**Task material:**
----
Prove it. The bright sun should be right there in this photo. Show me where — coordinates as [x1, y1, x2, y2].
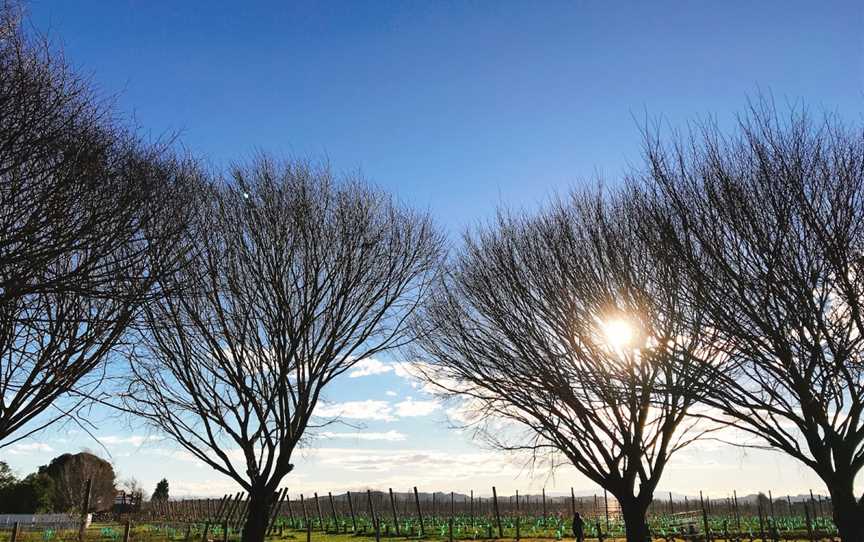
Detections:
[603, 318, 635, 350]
----
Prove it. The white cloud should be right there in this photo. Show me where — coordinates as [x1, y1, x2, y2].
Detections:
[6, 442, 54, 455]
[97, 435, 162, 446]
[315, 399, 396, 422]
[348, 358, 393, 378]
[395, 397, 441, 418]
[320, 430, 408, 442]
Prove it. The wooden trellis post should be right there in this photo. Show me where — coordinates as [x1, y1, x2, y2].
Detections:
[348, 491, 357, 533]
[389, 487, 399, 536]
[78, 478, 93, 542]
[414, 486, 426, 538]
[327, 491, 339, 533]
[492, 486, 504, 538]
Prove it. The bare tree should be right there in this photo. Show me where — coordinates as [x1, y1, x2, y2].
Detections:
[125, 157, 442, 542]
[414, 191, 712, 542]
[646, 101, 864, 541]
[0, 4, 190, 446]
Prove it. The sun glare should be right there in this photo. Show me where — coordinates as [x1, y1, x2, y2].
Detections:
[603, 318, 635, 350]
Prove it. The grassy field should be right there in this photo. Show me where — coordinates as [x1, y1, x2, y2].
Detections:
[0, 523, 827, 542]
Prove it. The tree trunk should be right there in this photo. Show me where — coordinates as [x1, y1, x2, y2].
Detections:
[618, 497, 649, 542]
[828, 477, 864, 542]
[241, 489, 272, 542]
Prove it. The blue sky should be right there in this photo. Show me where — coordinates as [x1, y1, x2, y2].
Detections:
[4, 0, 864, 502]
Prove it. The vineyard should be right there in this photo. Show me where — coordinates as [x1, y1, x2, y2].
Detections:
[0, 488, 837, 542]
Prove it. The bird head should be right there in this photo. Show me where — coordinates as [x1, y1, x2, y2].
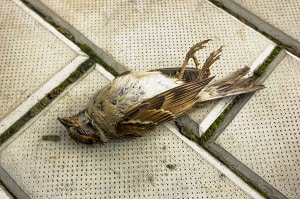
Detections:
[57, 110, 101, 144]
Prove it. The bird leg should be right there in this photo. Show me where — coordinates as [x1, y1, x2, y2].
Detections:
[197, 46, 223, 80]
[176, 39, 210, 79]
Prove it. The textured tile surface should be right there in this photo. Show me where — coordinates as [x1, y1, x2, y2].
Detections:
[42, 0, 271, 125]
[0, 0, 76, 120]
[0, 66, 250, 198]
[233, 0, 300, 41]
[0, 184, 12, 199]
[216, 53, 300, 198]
----
**What you have to do:**
Can you retype the part of the listing above that opens with the line containing "Prove it. The bird head" and closes with the line containing "[176, 39, 210, 79]", both lines included, while leaving out the pictures?

**In response:**
Prove it. The bird head should be right there in this photo. Show me where — coordinates as [x1, y1, x2, y2].
Detections:
[57, 110, 101, 144]
Prove it. The bird leg should be right there in this photo. Show me where — coordinates as [x1, y1, x2, y2].
Detections:
[197, 46, 223, 80]
[176, 39, 210, 79]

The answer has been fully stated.